- Task description: Produce a verbatim copy of the lines from the one holding "Detect white groomed" through the last line of the listing, and nothing else.
*** The data ***
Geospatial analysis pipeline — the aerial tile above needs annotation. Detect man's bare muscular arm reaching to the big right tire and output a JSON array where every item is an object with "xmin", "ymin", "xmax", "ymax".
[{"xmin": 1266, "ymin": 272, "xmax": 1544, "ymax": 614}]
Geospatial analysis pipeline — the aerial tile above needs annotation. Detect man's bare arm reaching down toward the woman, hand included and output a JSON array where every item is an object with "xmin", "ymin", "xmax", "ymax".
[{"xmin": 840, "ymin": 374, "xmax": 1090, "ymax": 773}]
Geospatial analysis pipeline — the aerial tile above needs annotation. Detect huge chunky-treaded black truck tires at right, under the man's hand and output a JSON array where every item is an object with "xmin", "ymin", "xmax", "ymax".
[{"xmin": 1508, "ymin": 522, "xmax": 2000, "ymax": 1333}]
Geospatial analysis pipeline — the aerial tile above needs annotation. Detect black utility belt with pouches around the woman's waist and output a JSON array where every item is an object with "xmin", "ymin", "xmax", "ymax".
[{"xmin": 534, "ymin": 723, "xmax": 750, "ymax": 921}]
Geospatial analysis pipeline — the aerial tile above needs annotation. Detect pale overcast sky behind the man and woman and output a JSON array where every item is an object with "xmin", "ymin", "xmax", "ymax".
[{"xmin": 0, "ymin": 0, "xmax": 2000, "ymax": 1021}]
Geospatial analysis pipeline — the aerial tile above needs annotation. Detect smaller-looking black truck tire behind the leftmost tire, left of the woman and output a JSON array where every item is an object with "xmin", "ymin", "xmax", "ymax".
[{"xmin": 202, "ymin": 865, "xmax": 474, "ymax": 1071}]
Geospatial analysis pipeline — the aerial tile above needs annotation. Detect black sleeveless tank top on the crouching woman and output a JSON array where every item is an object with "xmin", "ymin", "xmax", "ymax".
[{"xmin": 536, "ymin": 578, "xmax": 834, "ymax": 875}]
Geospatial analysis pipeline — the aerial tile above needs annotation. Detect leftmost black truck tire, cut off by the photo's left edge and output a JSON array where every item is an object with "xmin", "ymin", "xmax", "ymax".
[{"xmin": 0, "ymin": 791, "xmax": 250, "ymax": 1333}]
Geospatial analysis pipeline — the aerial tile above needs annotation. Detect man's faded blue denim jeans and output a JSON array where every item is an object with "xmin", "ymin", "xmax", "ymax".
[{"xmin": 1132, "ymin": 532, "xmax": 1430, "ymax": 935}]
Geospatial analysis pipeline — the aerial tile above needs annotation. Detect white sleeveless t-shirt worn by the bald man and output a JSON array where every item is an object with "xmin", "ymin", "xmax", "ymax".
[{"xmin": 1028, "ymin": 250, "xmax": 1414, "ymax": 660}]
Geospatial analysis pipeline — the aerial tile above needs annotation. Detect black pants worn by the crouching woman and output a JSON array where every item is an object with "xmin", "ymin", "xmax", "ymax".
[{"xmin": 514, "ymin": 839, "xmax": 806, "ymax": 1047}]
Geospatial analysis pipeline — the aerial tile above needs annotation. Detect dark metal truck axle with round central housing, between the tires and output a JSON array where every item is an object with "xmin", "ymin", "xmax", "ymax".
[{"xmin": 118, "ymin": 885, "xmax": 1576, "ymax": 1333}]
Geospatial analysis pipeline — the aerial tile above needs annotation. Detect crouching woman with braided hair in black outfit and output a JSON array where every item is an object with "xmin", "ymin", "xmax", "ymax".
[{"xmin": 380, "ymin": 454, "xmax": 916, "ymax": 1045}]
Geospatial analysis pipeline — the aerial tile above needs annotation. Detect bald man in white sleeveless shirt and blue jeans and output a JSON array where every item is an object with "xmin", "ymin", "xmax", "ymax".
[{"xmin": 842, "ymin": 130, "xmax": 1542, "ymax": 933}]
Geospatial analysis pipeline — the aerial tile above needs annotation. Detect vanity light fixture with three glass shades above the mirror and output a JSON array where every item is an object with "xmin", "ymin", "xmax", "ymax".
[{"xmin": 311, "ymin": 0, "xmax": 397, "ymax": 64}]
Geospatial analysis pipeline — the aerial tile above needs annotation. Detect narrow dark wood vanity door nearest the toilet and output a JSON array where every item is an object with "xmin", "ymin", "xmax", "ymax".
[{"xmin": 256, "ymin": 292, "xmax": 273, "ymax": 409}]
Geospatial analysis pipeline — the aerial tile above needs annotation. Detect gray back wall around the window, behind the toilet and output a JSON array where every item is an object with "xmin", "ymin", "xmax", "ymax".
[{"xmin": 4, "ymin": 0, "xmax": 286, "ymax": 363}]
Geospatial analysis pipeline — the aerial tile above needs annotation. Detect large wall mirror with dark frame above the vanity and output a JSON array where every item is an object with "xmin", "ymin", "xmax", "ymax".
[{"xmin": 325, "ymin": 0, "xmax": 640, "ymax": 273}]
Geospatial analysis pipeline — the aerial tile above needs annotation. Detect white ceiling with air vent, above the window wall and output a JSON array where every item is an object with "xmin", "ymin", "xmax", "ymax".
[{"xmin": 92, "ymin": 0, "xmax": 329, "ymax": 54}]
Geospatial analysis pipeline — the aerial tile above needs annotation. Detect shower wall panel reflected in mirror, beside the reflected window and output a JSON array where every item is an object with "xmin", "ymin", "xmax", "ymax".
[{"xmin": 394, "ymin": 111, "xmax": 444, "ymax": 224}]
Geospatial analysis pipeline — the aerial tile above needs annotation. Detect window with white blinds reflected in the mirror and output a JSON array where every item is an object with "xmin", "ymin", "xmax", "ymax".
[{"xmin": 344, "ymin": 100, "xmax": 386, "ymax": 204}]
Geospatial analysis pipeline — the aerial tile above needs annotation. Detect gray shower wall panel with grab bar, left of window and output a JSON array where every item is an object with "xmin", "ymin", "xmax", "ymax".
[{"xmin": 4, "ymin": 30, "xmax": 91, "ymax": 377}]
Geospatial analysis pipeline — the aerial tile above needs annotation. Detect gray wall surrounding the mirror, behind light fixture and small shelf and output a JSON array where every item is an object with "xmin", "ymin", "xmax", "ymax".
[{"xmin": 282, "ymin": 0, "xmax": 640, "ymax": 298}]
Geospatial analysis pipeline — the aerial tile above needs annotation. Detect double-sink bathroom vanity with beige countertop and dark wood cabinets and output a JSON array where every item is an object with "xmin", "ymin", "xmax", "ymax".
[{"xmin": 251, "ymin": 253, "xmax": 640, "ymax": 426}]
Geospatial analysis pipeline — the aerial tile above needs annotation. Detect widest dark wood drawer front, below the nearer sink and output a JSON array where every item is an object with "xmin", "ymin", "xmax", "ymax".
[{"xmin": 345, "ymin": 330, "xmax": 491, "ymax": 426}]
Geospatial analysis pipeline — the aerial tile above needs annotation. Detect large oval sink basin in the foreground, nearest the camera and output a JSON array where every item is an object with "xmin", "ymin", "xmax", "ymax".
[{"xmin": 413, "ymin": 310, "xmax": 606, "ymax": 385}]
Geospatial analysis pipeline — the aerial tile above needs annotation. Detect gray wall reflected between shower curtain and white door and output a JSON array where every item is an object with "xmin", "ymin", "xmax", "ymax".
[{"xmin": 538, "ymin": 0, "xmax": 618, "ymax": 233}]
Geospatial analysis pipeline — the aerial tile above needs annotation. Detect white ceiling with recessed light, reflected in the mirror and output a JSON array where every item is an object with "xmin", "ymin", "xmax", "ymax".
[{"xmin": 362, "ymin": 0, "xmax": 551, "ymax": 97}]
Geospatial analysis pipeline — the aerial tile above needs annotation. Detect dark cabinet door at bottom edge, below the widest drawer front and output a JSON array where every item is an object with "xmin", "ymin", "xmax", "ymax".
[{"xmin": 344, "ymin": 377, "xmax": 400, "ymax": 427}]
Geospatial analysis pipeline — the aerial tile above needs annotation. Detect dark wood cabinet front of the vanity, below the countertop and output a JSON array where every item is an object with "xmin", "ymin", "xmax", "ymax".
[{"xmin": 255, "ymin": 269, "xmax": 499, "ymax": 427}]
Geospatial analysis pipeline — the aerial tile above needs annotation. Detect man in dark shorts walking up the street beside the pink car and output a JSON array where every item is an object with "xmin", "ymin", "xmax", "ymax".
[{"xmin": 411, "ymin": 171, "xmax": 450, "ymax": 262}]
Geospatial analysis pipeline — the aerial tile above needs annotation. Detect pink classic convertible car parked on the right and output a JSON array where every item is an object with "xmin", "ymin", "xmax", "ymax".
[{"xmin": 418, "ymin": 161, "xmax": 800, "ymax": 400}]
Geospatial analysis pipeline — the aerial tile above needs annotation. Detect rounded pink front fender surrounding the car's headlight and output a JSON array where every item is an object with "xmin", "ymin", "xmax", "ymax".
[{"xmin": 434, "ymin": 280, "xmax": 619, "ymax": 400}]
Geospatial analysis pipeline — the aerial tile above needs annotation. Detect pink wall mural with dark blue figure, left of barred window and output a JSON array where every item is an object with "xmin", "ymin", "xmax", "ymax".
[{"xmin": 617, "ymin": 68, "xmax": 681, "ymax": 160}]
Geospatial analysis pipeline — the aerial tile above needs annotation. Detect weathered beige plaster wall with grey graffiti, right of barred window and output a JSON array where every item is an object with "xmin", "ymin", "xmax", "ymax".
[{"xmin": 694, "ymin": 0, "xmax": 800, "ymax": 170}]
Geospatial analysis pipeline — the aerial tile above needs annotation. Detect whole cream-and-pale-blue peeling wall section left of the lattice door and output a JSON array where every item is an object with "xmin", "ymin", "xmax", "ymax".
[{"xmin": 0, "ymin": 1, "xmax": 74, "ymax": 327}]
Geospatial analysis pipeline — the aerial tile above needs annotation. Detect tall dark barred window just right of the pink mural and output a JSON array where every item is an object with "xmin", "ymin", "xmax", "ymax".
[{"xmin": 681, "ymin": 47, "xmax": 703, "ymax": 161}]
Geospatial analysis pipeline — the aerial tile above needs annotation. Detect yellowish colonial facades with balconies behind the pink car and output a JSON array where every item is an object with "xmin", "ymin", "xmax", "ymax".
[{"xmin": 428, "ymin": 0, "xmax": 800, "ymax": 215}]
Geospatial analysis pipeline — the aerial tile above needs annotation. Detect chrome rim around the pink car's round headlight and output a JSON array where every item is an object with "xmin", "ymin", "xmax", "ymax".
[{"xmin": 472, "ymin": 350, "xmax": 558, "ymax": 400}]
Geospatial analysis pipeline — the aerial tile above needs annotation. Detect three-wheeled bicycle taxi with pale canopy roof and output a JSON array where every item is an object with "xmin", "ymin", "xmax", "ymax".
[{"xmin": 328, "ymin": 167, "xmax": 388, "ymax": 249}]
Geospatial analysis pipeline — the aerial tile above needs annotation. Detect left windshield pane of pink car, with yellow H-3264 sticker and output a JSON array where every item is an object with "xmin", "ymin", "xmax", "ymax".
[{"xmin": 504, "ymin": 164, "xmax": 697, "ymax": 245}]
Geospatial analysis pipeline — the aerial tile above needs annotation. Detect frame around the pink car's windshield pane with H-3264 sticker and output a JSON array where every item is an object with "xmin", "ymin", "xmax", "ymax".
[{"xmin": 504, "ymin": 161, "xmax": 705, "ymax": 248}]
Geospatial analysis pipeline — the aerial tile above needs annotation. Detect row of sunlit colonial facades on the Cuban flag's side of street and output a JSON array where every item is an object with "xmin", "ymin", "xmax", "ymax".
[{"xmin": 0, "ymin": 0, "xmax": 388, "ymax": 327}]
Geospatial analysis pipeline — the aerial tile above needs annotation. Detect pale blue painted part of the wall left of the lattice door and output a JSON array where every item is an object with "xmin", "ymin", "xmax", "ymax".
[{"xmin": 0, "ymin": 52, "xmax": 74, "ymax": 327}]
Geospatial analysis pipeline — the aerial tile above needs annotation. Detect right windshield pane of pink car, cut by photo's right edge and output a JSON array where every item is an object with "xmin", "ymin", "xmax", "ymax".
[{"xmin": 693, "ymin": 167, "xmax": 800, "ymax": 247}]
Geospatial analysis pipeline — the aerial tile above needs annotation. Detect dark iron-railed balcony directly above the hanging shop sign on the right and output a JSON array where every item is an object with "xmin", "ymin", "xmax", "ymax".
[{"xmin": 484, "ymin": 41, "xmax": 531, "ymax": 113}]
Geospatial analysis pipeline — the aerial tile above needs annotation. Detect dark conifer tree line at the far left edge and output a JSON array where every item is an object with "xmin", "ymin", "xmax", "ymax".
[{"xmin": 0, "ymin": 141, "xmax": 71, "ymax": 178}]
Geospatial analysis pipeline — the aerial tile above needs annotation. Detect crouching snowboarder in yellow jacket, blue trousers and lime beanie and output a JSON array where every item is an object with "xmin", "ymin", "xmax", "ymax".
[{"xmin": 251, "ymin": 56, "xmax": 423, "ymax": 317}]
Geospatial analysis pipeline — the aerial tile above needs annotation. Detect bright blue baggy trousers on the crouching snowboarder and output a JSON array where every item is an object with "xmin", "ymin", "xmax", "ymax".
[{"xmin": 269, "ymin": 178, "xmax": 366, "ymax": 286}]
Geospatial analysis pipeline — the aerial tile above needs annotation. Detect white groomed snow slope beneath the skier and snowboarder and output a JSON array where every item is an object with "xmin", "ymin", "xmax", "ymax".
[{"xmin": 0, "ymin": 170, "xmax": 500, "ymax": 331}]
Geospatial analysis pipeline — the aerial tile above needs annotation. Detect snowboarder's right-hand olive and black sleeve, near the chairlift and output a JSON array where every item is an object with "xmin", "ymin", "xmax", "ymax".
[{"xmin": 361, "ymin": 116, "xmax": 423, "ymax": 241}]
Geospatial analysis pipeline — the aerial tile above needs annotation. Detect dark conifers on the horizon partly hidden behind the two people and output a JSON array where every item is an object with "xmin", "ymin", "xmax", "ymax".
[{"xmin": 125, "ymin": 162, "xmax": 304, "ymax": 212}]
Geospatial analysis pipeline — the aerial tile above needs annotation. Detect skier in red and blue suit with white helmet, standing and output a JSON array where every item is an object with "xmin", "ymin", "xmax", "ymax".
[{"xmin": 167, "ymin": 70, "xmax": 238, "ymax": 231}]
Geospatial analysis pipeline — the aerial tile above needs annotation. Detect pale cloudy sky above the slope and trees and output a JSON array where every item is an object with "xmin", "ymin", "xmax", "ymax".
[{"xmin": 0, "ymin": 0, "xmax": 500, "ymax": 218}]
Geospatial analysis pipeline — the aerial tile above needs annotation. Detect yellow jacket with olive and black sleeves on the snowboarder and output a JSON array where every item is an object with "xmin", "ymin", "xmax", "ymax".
*** End of The data ***
- Solution for this exercise:
Geospatial analysis pipeline — the aerial tile above needs annotation. Detect white groomed snow slope beneath the skier and snowboarder and output a JSON array where every item is an object with "xmin", "ymin", "xmax", "ymax".
[{"xmin": 0, "ymin": 170, "xmax": 500, "ymax": 331}]
Geospatial analysis pipeline — the aerial tile above needs annotation. Detect snowboarder's right-hand olive and black sleeve, near the chairlift and output a JSON array where every item is an object with "xmin", "ymin", "xmax", "ymax".
[{"xmin": 361, "ymin": 116, "xmax": 423, "ymax": 241}]
Geospatial analysis pipeline — the aerial tile above needs annotation. Detect dark conifers on the horizon partly hidden behind the two people and output a JSON array where every item is an object with "xmin", "ymin", "xmax", "ymax".
[{"xmin": 125, "ymin": 162, "xmax": 304, "ymax": 212}]
Geospatial analysis pipeline — the aerial tile above needs annotation. Detect skier in red and blue suit with white helmet, standing and output a JSON array where every item is an object with "xmin", "ymin", "xmax", "ymax".
[{"xmin": 167, "ymin": 70, "xmax": 238, "ymax": 231}]
Geospatial analysis pipeline — the aerial tile above needs annotation. Detect pale cloudy sky above the slope and trees and output a JSON array where every item is an object with "xmin", "ymin", "xmax", "ymax".
[{"xmin": 0, "ymin": 0, "xmax": 500, "ymax": 218}]
Geospatial analysis pipeline — the aerial tile above needs annotation. Detect yellow jacket with olive and black sleeves on the snowboarder and output a JSON array where every item is an object with "xmin", "ymin", "xmax", "ymax".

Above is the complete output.